### The input

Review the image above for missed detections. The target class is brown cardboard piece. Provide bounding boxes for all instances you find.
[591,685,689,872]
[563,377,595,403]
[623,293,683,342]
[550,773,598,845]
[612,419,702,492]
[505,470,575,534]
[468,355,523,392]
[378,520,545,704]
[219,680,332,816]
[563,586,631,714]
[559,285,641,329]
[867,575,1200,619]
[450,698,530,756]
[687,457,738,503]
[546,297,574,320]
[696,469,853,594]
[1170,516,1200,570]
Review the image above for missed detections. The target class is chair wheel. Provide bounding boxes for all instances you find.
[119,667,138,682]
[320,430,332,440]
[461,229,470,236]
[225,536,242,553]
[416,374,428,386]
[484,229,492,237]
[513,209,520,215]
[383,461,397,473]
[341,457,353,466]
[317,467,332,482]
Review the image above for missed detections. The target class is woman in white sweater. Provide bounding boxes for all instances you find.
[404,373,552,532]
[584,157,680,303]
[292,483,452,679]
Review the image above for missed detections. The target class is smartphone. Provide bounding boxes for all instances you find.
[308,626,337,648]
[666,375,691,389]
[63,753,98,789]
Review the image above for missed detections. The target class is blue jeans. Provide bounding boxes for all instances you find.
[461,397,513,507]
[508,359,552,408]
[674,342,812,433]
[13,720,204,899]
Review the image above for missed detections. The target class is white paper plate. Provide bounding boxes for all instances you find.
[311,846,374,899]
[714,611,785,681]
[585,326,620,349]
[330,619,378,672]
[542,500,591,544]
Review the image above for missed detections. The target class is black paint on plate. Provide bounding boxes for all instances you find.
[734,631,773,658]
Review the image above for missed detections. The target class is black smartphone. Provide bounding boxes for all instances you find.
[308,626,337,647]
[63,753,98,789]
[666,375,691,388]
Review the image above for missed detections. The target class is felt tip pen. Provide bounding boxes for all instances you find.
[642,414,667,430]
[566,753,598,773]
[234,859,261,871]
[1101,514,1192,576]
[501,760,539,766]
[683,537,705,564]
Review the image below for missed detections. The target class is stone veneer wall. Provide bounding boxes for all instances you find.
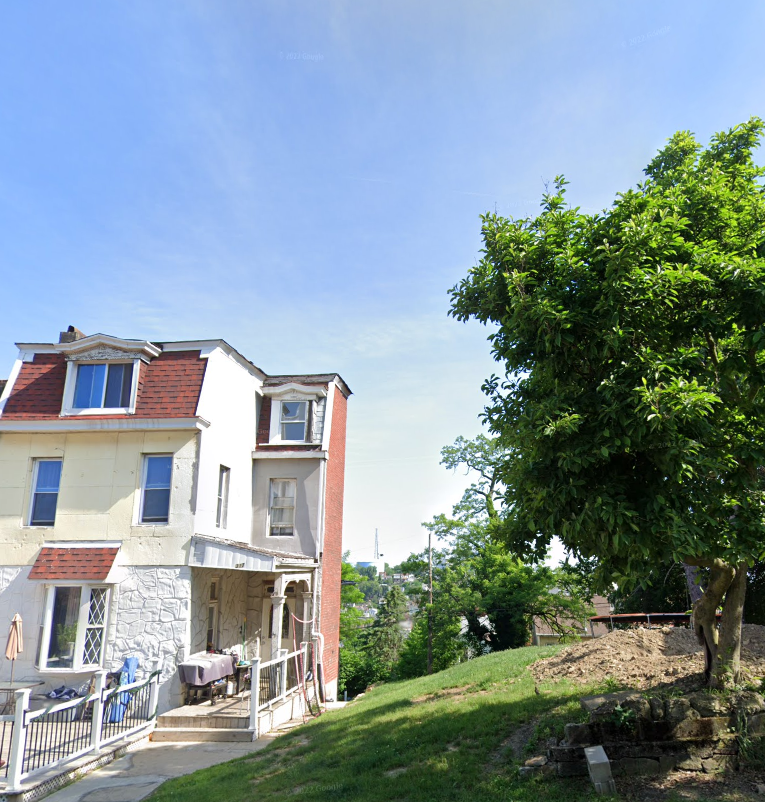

######

# Problem description
Repeat the records word for word. Any picture in them should be left out.

# Exercise result
Review the image above for missed detections. The target class is brown cardboard piece. Provide bounding boxes for all instances you find.
[591,685,689,872]
[563,377,595,403]
[623,293,683,342]
[550,773,598,845]
[612,419,702,492]
[505,470,575,534]
[468,355,523,392]
[378,520,545,704]
[219,680,332,816]
[563,586,631,714]
[559,285,641,329]
[867,575,1200,619]
[450,698,530,756]
[687,457,738,503]
[546,297,574,320]
[696,469,853,594]
[1170,516,1200,570]
Review the image above for missed detections. The target class is chair wheel. Provide bounding boxes for all instances you find.
[119,667,138,682]
[320,430,332,440]
[461,229,470,236]
[225,536,242,553]
[416,374,428,386]
[484,229,492,237]
[513,209,520,215]
[383,461,397,473]
[341,457,353,466]
[317,467,332,482]
Review the image above for missed detections. The target class is woman in white sweater. Provide bounding boxes for all instances you find.
[404,373,552,532]
[584,157,680,303]
[292,483,452,679]
Review the image above for missed detections. The target class is smartphone. Provide bounding boxes for all instances you find.
[308,626,337,648]
[666,375,691,389]
[63,753,98,789]
Review the image above for missed detections. The target class is blue jeans. Provide bounding boxes for all instances you find.
[461,397,513,507]
[508,359,552,408]
[674,342,812,433]
[13,720,204,899]
Review the image above for missed detections. The target class is white paper plate. Provide bounding boxes for all instances you find.
[311,846,374,899]
[714,611,785,681]
[585,326,620,349]
[330,619,378,672]
[542,500,591,544]
Review the image above for missed detections. The target class is black paint on plate. Provide bounding boxes for all instances you find.
[734,631,773,658]
Review the image above for missed detections. The target class is black smartphone. Provide bounding boxes for all instances you find.
[308,626,337,647]
[63,753,98,789]
[666,375,691,388]
Review the image above for missed detections. The target class is felt tip pen. Provide bounding boxes for all instances you find.
[642,414,667,430]
[566,753,598,773]
[234,859,261,871]
[1101,514,1192,576]
[501,760,539,766]
[683,537,705,564]
Review the image below for missed detections. The target class is stone veneer wall. Provide bounding boxes for all instances you find.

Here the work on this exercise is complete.